## EXERCISE PROMPT
Count the lines in the items below that contain the string "pants". Case counts. Reply with the number alone.

## EXTRACTED DATA

start

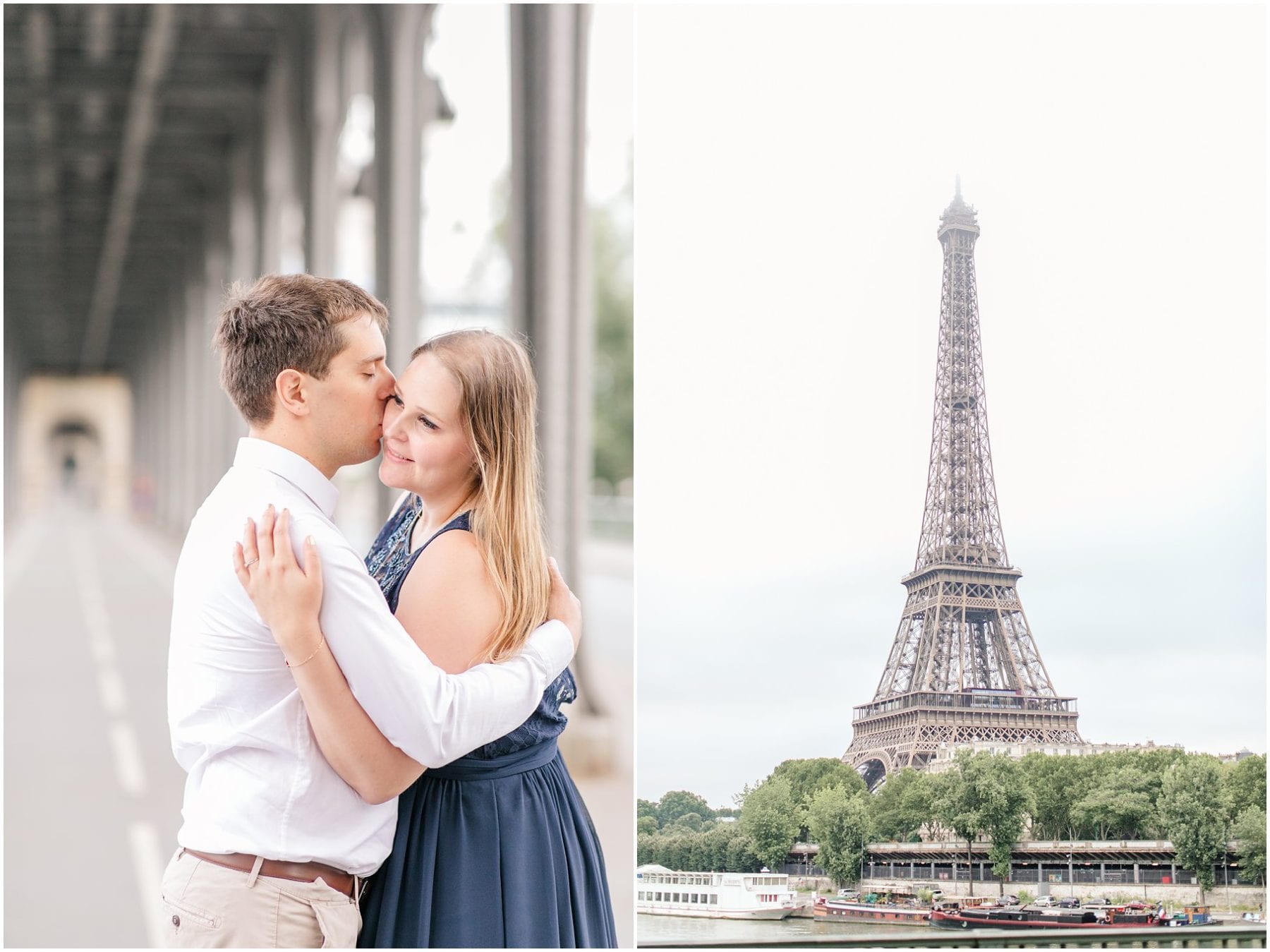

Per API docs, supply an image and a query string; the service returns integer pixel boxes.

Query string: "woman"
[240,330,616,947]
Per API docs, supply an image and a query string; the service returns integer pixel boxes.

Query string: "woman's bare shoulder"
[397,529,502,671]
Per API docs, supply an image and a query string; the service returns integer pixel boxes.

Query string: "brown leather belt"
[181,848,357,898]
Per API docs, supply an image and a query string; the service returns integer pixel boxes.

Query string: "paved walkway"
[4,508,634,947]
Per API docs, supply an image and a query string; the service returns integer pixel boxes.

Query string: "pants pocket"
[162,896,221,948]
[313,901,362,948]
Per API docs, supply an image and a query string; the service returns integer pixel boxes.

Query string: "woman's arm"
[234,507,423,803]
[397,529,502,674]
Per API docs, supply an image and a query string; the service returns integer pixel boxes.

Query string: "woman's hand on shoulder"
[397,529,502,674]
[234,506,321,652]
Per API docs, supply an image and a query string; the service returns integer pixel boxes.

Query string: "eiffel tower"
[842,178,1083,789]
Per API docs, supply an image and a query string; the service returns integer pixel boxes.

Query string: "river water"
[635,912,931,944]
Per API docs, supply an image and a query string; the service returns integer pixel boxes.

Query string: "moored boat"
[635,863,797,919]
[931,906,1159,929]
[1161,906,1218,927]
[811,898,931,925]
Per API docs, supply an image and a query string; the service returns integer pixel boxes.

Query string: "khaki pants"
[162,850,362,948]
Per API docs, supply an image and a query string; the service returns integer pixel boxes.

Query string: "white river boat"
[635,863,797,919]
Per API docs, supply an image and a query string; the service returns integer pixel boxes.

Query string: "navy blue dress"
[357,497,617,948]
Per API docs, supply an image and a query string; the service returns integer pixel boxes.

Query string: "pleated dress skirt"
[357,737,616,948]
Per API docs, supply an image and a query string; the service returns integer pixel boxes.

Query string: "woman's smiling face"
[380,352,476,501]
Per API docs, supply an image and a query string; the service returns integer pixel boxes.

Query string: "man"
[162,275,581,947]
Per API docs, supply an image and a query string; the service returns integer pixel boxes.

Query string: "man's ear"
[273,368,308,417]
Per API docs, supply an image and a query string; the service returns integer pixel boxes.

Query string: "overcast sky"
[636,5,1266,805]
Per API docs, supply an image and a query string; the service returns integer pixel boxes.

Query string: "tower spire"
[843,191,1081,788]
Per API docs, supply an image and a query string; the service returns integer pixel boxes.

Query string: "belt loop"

end

## SOLUTION FOR THIS EXERCISE
2